___ Source excerpt ___

The debate over ending military training at the University rested on the same two pillars as the debate over the introduction of military training had a few years before: the consequences for the University, and the consequences for the nation. Opinion on the latter was just as divided as opinion on the former. President Wilson made it well known he believed internationalism through a League of Nations could guarantee peace. This idea was widely discussed as the war came to an end, and it influenced thoughts about military training at the University. Had World War I significantly reduced the likelihood of another war in the future? Could the Allied nations work together to maintain the peace? Many members of the Penn community were unsure. The November 29, 1918 issue of The Pennsylvania Gazette stated,

As we have pointed out before, the terms of the coming peace conference will largely shape our military policy. If the conference can convince the world that it has eliminated the likelihood of future wars, or if it provides for universal disarmament the necessity for military training per se will disappear.

Shortly after, the tone of The Pennsylvania Gazette turned from uncertainty to skepticism, demonstrating the conservative outlook of the University’s administration:

To be sure it is the hope of some idealists that the peace conference will remove the cause of all wars, but the great lesson this country has learned from the war is the need for preparation.

Several people felt that an emergency could spring up again at any time, and that it was important for protecting the nation to remain militarily prepared, even during peacetime.

Others believed that Wilsonian internationalism could, and would, bring lasting peace to the United States. Dean McClellan of Wharton, who had been fully in support of the National Preparedness movement before the war, theorized that once nations realized they were interdependent, militarism would be eliminated, and the energy of nations would be applied instead to commerce. McClellan developed the term “supernational mind” to describe awareness of the connectedness among the countries of the world:

A nation possessing [the supernational mind] has come to understand that its own well-being and prosperity are not marked off from that of its fellows, but are part and parcel of the well-being of all. Such a nation has learned that there is a political and economic relation higher than even a sovereign state.

___

- _To do_
In the excerpt on ending military training at the University, why did the November 29, 1918 issue of The Pennsylvania Gazette say the need for military training might disappear? Answer in one to three sentences.

___ Supplied information ___

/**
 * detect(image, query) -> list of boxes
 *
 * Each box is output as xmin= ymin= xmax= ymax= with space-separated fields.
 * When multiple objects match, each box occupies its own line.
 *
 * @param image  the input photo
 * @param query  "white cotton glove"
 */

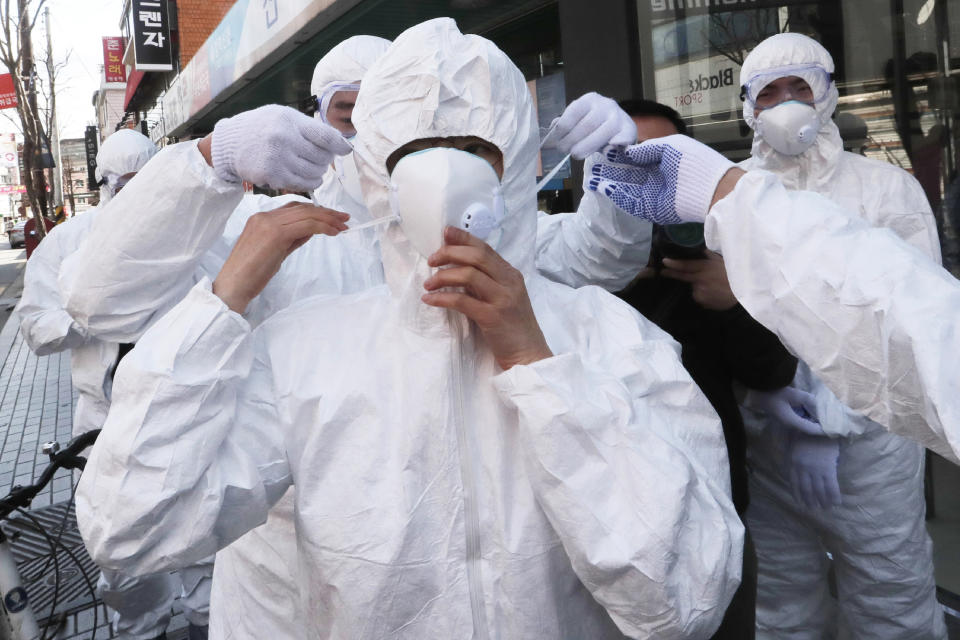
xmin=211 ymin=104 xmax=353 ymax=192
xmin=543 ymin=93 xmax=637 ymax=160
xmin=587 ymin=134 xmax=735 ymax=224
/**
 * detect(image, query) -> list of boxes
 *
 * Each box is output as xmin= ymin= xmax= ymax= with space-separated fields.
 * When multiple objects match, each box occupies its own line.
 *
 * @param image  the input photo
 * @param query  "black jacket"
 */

___

- _The completed task_
The Gazette held that the terms of the coming peace conference would largely shape military policy. If the conference convinced the world that it had eliminated the likelihood of future wars, or if it provided for universal disarmament, the necessity for military training per se would disappear.